# Billing in Units for Medicare



## Kevinph84 (Feb 10, 2009)

My Fellow Coders,

I'm on the hunt for information about billing in units for Medicare. Does anybody have any information pertaining to billing in units? I've currently exhausted all of my leads. 

For example:

The pathologist charges 88305 for three different specimens. Being three different specimens, can you bill in units?

Thank You,
Kevin


----------



## whaleheadking (Feb 11, 2009)

*Each specimen is serately billable.*

Per CPT, a specimen is any tissue or tissues submitted for individual and separate exam and diagnosis.   If the pathologist was given three separate specimens and he/she did a gross and micro exam on all three and diagnosed them separately, you bill 88305 x3 (assuming they are Level IV exams, of course).


----------



## tomtom2 (Feb 11, 2009)

_Excerpted records_.
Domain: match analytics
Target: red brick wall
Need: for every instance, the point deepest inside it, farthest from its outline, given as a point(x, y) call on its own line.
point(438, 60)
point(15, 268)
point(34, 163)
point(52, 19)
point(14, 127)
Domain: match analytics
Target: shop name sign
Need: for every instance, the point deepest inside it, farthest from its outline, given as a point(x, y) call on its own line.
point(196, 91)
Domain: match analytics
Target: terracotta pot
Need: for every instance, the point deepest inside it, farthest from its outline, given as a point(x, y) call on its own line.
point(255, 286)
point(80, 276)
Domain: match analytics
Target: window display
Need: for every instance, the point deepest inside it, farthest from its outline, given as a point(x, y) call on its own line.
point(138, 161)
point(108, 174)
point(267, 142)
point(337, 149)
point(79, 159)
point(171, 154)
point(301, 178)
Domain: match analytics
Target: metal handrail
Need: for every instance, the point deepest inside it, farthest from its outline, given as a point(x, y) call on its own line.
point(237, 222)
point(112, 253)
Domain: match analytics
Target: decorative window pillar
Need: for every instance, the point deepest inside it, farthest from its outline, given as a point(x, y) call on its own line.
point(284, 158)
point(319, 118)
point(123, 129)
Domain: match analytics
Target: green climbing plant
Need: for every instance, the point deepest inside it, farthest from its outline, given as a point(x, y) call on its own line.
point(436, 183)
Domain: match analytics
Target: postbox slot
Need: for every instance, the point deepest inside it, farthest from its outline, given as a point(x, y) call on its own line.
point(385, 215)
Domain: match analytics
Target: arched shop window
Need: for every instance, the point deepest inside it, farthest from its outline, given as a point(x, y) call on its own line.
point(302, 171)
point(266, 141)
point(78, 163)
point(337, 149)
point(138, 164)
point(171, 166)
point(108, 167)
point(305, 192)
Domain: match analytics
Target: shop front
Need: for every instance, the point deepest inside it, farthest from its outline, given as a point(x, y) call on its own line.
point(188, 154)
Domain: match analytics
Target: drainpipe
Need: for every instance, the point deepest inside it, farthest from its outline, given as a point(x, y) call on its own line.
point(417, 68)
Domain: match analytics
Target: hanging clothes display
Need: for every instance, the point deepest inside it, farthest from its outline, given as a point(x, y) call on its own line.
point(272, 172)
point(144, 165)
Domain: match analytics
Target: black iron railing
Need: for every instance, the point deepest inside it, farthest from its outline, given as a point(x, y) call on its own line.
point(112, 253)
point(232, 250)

--

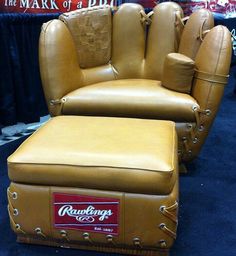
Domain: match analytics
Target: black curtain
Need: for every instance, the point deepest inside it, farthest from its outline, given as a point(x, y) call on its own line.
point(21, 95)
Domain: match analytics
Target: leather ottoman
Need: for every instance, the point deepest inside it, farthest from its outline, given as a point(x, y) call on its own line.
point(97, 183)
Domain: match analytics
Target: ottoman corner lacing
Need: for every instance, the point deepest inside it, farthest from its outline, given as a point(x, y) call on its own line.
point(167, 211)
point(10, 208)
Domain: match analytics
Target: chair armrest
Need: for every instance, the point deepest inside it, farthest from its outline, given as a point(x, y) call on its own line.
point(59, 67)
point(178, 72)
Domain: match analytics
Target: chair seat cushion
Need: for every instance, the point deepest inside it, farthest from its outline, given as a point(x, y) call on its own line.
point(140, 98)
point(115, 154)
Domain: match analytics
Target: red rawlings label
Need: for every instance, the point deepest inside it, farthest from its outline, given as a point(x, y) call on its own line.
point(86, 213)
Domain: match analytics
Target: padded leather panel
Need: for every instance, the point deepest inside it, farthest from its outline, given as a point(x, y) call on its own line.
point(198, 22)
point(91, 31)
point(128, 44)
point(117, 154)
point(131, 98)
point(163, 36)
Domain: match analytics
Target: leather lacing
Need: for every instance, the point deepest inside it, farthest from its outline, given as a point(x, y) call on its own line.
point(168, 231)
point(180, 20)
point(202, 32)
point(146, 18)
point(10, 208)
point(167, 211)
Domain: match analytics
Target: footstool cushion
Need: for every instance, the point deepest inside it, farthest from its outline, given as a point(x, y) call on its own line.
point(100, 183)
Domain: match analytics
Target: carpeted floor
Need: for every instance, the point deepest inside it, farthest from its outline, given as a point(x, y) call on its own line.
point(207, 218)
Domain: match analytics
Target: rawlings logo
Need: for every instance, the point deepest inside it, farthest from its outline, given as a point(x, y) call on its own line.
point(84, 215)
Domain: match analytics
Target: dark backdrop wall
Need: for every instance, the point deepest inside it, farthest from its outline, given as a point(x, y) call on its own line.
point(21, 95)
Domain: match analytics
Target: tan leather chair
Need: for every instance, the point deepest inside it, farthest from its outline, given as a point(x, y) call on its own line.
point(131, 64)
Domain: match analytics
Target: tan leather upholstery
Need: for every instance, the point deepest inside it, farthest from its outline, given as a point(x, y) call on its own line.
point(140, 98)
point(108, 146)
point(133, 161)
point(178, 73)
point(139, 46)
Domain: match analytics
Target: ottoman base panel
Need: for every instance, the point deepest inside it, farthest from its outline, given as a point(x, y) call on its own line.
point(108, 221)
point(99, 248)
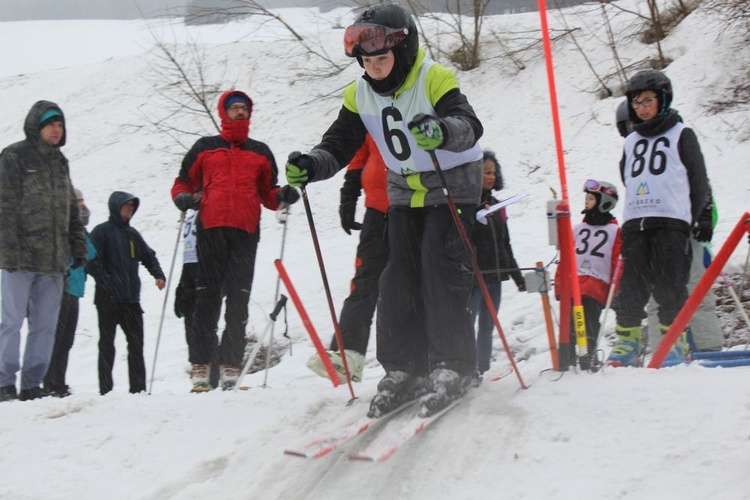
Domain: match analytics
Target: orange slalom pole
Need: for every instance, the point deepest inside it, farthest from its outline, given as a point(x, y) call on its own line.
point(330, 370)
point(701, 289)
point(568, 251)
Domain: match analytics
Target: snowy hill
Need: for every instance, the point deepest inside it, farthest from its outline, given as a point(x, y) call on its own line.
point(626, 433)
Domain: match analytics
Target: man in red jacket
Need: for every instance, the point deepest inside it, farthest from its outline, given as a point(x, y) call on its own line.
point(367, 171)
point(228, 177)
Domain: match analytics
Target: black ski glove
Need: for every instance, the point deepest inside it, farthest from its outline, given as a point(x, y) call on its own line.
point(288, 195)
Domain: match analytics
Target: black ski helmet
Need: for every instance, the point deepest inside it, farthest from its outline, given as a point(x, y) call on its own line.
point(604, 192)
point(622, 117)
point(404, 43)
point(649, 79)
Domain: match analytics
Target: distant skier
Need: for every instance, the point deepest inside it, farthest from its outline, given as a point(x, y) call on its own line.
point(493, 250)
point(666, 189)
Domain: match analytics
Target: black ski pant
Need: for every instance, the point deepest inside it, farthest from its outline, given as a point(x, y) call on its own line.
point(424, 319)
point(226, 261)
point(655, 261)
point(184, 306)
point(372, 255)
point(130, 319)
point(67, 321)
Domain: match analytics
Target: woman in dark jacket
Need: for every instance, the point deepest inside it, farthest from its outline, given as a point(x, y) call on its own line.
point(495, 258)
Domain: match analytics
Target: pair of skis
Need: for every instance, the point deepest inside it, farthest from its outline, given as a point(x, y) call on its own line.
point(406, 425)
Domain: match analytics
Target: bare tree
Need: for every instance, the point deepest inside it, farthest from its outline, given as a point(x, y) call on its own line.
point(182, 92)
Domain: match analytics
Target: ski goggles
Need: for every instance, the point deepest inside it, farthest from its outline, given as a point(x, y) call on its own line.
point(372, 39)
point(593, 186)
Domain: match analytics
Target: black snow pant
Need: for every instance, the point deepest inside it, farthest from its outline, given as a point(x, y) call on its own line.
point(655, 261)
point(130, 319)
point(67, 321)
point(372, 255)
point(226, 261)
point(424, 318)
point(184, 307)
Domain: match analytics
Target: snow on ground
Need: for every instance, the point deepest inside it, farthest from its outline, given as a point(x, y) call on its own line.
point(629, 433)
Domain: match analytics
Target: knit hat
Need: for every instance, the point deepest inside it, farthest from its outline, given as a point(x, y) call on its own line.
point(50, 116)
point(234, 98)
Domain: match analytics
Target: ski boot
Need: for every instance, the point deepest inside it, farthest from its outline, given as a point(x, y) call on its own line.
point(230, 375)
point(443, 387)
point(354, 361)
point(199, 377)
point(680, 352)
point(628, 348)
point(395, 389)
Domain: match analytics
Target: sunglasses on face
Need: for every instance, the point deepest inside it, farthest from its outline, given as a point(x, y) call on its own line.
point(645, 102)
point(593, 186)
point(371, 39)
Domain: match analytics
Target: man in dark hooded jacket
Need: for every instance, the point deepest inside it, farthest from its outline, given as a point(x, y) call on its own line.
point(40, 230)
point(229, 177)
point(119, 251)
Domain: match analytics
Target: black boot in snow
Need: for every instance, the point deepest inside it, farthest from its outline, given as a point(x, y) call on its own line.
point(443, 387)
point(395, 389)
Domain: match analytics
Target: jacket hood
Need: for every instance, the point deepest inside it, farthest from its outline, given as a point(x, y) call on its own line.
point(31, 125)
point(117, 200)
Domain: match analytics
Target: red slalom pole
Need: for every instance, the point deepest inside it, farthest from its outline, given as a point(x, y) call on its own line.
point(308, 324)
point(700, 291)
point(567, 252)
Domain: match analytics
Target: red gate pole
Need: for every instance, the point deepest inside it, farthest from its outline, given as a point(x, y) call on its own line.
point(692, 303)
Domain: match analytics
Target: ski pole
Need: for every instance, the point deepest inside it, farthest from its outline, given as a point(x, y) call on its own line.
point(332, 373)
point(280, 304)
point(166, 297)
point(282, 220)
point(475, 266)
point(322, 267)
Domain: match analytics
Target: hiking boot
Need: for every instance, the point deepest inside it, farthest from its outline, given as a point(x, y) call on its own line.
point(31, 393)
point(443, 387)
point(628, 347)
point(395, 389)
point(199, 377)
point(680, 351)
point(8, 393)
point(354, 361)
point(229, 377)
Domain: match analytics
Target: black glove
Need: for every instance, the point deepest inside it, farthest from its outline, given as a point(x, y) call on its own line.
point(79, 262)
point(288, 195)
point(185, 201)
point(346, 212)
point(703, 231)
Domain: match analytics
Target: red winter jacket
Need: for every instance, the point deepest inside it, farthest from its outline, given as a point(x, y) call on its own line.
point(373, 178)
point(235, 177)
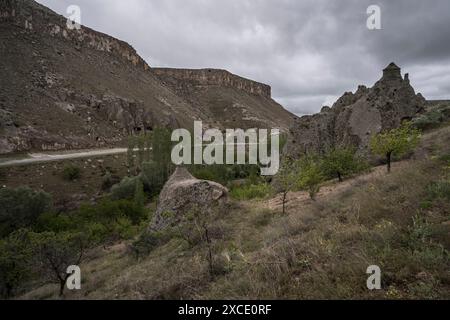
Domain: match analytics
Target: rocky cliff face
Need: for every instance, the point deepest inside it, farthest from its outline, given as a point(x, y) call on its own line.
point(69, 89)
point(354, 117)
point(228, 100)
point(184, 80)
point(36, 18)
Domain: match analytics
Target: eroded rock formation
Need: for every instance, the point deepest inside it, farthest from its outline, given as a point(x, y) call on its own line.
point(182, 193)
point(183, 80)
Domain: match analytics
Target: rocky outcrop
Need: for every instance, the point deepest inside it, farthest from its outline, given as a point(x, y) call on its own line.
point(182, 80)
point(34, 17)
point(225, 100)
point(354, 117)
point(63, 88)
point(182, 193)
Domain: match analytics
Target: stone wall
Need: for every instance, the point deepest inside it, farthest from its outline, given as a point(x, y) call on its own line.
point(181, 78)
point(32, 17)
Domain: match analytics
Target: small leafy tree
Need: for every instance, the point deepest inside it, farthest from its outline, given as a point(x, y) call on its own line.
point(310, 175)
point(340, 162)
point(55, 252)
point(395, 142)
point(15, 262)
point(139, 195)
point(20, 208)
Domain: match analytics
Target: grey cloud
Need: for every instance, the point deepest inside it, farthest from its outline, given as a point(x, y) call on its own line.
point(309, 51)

---

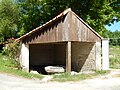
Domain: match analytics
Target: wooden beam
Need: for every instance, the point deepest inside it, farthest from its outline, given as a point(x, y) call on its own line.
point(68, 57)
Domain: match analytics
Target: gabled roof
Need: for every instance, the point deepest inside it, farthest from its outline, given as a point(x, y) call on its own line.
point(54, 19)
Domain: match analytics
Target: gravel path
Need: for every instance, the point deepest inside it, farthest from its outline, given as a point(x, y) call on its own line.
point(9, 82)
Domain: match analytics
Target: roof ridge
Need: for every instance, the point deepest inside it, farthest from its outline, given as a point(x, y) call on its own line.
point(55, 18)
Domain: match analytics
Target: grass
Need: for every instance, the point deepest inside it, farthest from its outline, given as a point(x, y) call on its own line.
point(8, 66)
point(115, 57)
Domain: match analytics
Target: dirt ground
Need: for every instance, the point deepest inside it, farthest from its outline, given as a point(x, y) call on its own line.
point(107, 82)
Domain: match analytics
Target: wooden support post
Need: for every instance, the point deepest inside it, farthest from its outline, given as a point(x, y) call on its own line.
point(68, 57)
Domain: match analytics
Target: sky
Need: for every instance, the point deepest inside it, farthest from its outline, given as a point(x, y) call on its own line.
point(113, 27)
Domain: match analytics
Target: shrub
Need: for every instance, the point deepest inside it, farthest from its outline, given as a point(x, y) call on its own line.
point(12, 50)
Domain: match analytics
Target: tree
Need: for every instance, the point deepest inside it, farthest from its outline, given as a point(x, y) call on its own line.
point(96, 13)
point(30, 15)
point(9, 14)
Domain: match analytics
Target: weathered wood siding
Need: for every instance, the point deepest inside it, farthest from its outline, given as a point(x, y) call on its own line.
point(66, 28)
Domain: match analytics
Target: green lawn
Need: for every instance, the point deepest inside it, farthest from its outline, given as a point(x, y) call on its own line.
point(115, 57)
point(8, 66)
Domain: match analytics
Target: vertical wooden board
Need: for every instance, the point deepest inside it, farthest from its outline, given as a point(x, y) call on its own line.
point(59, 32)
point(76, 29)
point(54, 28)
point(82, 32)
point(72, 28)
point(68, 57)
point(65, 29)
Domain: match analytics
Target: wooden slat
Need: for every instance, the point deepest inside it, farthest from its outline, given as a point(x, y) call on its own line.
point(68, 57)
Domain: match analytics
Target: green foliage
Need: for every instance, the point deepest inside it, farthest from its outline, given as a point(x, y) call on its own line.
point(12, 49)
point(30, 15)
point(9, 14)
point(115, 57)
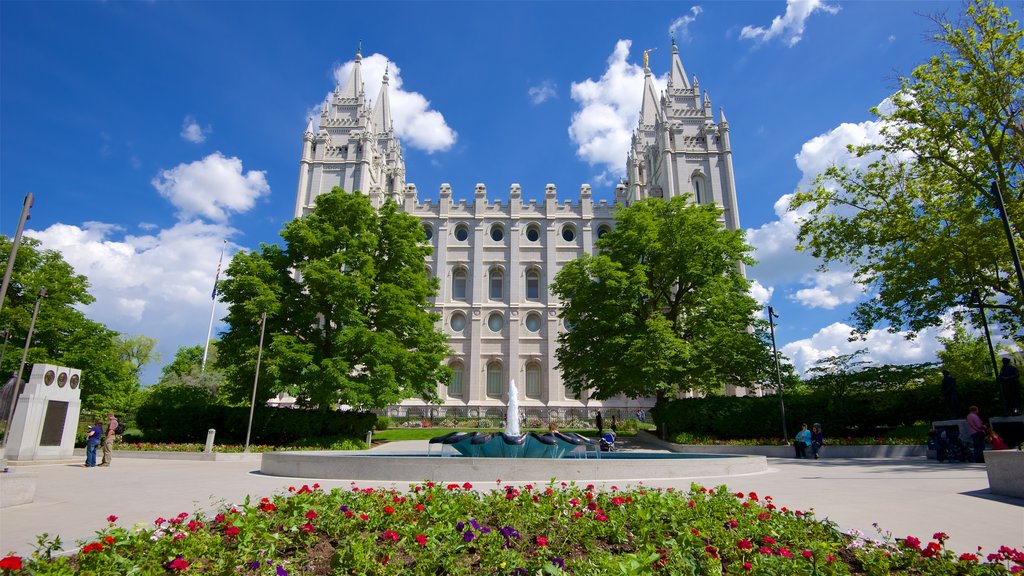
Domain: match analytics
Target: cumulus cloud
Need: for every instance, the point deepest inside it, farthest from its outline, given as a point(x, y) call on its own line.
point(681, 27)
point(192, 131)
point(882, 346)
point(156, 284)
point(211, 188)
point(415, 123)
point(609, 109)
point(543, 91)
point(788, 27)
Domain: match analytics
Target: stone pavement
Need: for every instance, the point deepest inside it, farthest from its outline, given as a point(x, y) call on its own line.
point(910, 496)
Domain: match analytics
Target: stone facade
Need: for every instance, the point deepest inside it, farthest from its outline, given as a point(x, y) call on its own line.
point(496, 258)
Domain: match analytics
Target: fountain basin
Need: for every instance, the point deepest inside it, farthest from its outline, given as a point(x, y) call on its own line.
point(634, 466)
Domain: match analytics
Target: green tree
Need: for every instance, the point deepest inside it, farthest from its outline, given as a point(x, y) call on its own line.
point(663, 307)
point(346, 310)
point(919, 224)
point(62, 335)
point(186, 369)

_Problems to solve_.
**A.** From the Medicare billing thread, copy the passage that begins at the words "## Kevinph84 (Feb" and stops after "bill in units?".
**B.** Answer these questions about the Medicare billing thread:
(i) What CPT code does the pathologist charge in Kevin's example?
(ii) On what date was the first post made?
(iii) Per CPT, what counts as a specimen?
**C.** How would you put this sentence from the Medicare billing thread into Spanish: "Per CPT, a specimen is any tissue or tissues submitted for individual and separate exam and diagnosis."

_Answers by item_.
**A.**
## Kevinph84 (Feb 10, 2009)

My Fellow Coders,

I'm on the hunt for information about billing in units for Medicare. Does anybody have any information pertaining to billing in units? I've currently exhausted all of my leads. 

For example:

The pathologist charges 88305 for three different specimens. Being three different specimens, can you bill in units?

**B.**
(i) 88305
(ii) Feb 10, 2009
(iii) Any tissue or tissues submitted for individual and separate exam and diagnosis.

**C.** Según el CPT, una muestra es cualquier tejido o tejidos remitidos para examen y diagnóstico individuales y por separado.